## Exercise task
How many lines of the listing below contain the string "sweater"? Reply with the number alone.
begin Records provided
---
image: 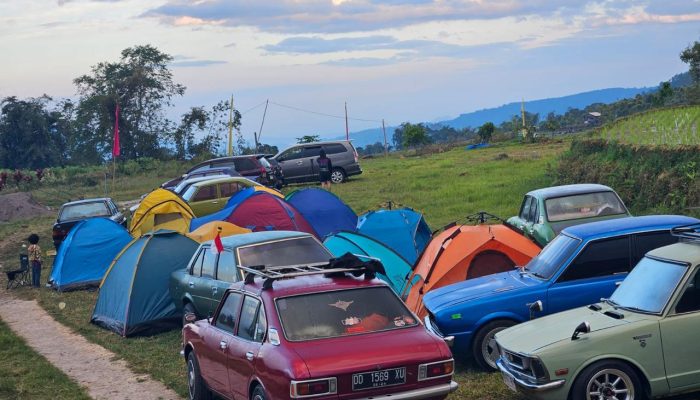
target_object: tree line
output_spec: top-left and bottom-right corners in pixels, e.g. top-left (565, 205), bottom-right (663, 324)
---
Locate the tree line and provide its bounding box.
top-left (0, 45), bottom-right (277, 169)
end Records provided
begin Records provided
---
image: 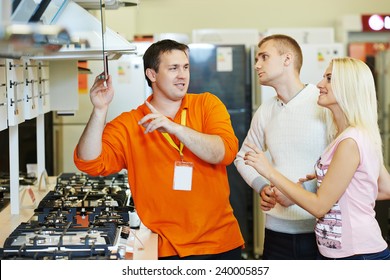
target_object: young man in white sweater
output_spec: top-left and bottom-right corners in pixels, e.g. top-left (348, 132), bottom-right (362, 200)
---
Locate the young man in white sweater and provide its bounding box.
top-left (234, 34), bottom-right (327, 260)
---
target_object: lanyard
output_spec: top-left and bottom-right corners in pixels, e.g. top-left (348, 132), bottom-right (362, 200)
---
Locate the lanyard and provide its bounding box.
end Records provided
## Written answer
2